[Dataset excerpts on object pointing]
★ ★ ★ ★

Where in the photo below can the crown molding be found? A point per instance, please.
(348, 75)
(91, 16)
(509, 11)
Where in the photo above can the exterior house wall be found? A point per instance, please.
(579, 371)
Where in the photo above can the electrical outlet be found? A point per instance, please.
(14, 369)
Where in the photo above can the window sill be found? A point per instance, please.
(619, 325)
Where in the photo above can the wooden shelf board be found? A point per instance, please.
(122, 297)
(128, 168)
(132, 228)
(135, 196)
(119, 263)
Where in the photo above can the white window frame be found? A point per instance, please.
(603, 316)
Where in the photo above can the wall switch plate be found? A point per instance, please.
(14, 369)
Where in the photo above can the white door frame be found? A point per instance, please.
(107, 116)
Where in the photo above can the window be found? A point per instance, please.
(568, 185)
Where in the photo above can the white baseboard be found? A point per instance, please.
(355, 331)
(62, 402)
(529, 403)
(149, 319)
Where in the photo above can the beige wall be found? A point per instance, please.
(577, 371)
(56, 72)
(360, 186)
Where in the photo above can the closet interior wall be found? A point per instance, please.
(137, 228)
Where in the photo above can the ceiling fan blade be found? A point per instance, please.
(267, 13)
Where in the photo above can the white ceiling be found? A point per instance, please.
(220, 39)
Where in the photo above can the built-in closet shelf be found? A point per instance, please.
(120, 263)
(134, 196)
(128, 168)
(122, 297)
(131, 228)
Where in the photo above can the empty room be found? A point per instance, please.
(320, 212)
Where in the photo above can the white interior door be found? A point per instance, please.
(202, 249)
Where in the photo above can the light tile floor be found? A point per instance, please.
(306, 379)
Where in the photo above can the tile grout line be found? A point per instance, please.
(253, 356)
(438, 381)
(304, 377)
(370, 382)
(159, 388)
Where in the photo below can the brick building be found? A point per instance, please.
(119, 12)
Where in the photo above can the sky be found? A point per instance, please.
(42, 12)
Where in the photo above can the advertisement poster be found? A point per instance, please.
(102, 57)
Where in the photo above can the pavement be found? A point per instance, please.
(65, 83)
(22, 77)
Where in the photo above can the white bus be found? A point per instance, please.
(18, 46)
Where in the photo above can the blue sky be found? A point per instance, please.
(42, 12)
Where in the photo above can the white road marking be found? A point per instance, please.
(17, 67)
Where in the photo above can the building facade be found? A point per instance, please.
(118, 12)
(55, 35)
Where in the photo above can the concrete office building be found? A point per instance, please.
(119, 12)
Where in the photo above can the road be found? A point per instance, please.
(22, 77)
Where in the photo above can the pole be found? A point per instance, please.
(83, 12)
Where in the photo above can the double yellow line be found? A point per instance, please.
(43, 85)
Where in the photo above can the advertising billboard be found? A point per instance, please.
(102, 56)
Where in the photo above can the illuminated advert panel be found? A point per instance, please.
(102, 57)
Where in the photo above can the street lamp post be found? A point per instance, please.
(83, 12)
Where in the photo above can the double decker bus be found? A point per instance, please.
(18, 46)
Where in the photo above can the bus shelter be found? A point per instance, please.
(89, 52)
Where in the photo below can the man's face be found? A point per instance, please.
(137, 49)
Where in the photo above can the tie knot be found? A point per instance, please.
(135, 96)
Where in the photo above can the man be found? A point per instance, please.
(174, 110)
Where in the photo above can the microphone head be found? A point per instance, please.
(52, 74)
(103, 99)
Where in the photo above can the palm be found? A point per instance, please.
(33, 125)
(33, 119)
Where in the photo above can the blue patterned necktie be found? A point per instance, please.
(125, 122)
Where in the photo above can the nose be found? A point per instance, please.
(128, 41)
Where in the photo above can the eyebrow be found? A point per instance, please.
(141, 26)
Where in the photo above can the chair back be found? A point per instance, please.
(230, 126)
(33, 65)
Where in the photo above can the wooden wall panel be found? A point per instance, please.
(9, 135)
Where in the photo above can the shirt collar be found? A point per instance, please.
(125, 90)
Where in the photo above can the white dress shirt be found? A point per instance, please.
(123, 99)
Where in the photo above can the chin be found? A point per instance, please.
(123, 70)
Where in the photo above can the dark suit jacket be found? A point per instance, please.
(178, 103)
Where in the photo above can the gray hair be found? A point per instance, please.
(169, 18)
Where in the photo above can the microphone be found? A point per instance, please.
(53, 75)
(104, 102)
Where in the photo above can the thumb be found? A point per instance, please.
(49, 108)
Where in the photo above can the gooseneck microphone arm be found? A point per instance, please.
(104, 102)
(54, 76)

★ ★ ★ ★

Short exercise: Copy all of the rows above word for word, keeping their order unchanged.

Exercise response:
Where in the photo below can the crown molding be found? A point per instance, please.
(348, 75)
(91, 16)
(509, 11)
Where in the photo above can the exterior house wall be found? A point per instance, please.
(579, 371)
Where in the photo above can the electrical outlet be found? A point per instance, please.
(14, 369)
Where in the photo above can the window sill be found? A point per instance, please.
(619, 325)
Where in the photo above can the wooden shelf board be found? A point per instance, please.
(122, 297)
(128, 168)
(132, 228)
(135, 196)
(119, 263)
Where in the photo above can the white window frame be found? A point per instance, please.
(603, 316)
Where in the photo above can the wall switch plate be found? A point per instance, please.
(14, 369)
Where in the photo above can the white door frame be found? A point per instance, please.
(107, 116)
Where in the photo above can the window be found? A point per instance, please.
(568, 185)
Where in the photo above can the white baseboard be found? A point per instance, please.
(355, 331)
(62, 402)
(529, 403)
(149, 319)
Where in the photo above can the beige wall be found? A point per instance, please.
(577, 371)
(56, 72)
(360, 186)
Where in the photo above can the closet interior wall be found? A point per instance, please.
(137, 228)
Where in the photo above can the ceiling fan blade be found? A point per instance, please.
(267, 13)
Where in the photo above can the white ceiling be found? A point per instance, please.
(220, 39)
Where in the photo above can the built-in closet shelf be found? A point per instance, please.
(120, 263)
(134, 196)
(128, 168)
(122, 297)
(131, 228)
Where in the photo above can the empty room be found? A point per instance, please.
(320, 212)
Where in the photo above can the white interior door be found? A point per instance, please.
(202, 249)
Where in the photo above can the light tile floor be found? A point per instance, please.
(306, 379)
Where in the photo above can the tile grout line be found? A point per instance, please.
(253, 356)
(438, 381)
(304, 377)
(370, 382)
(159, 388)
Where in the photo below can the brick building be found? A point per instance, please.
(119, 12)
Where in the photo above can the sky be found? A point per instance, please.
(42, 12)
Where in the photo above can the advertisement poster be found? A point per instance, please.
(102, 57)
Where in the photo above can the pavement be found? A point per instance, please.
(65, 83)
(22, 77)
Where in the photo above can the white bus be found? A point per instance, please.
(18, 46)
Where in the photo above can the blue sky be found? A point per instance, please.
(42, 12)
Where in the photo above can the white road marking be found? A point per instance, please.
(17, 67)
Where in the photo above can the building facade be found? A point per instance, please.
(118, 12)
(55, 35)
Where in the photo above can the concrete office building be found? A point per instance, please.
(119, 12)
Where in the photo above can the road be found? A point per instance, please.
(22, 77)
Where in the photo above can the pole be found? A point per instance, please.
(83, 12)
Where in the photo above can the double yellow line be found? A point per instance, please.
(43, 85)
Where in the photo above can the advertising billboard be found? A point per instance, please.
(102, 56)
Where in the photo above can the illuminated advert panel be found? A point per instance, please.
(102, 57)
Where in the photo above can the street lamp post be found? A point per instance, please.
(83, 12)
Where in the photo above can the double decker bus be found? A point per instance, please.
(18, 46)
Where in the photo above can the bus shelter be found? A point per instance, please.
(89, 52)
Where in the photo below can the man's face be found? A point per instance, please.
(137, 49)
Where in the photo above can the tie knot be found? A point per instance, please.
(135, 96)
Where in the photo above can the man be found? A point per instance, please.
(174, 110)
Where in the photo above can the microphone head be found? A point per instance, please.
(52, 74)
(103, 99)
Where in the photo above can the palm be found? A point per instance, please.
(33, 125)
(33, 119)
Where in the photo above can the blue patterned necktie be found? A point per instance, please.
(125, 122)
Where in the photo above can the nose be found? A point per instance, please.
(128, 41)
Where in the photo above can the eyebrow be found? A point per instance, please.
(141, 26)
Where in the photo above can the chair back be found? A point per instance, please.
(230, 126)
(33, 65)
Where in the photo above can the wooden wall panel be found? A point per instance, please.
(9, 135)
Where in the photo above can the shirt collar be found? A point per instance, please.
(125, 90)
Where in the photo above can the white dress shirt be found? A point per instance, please.
(123, 99)
Where in the photo above can the chin be found? A point per instance, please.
(123, 70)
Where in the photo above can the dark suit jacket be found? A point per instance, please.
(178, 103)
Where in the photo above can the gray hair be found? A point per instance, please.
(169, 18)
Where in the photo above can the microphone be found? A point per instance, please.
(53, 75)
(104, 102)
Where in the photo above can the thumb be found? A point per instance, please.
(49, 108)
Where in the photo above can the gooseneck microphone arm be found? A point per instance, please.
(104, 102)
(54, 76)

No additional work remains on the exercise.